(Beginning of Source information)

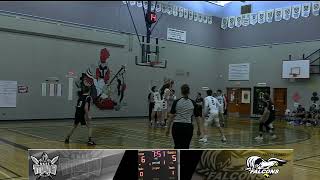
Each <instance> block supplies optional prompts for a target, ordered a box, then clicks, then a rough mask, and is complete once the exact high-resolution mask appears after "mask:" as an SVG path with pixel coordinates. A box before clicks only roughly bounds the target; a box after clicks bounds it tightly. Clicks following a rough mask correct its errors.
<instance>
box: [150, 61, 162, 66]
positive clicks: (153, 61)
mask: <svg viewBox="0 0 320 180" xmlns="http://www.w3.org/2000/svg"><path fill="white" fill-rule="evenodd" d="M149 64H150V66H151V67H154V66H156V65H158V64H160V61H158V60H155V61H150V62H149Z"/></svg>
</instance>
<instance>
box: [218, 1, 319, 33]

(End of Source information)

Directions
Could each line of the data be written out exactly, with no pictures included?

Solved problem
Each <instance> block supplies optional prompts for a target, ordered a box, then clicks, then a rough mask, and is complete once the exact high-resolution mask appears after "mask:" as an SVG path with pixel coordinates. A box before clicks only roughly bounds the target; a box after clicks bounds it tightly. Clicks following a rough mask correct its errors.
<instance>
box: [150, 61, 162, 66]
positive clicks: (153, 61)
mask: <svg viewBox="0 0 320 180" xmlns="http://www.w3.org/2000/svg"><path fill="white" fill-rule="evenodd" d="M149 64H150V66H151V67H154V66H156V65H158V64H160V61H158V60H155V61H150V62H149Z"/></svg>
</instance>
<instance>
box: [218, 1, 319, 33]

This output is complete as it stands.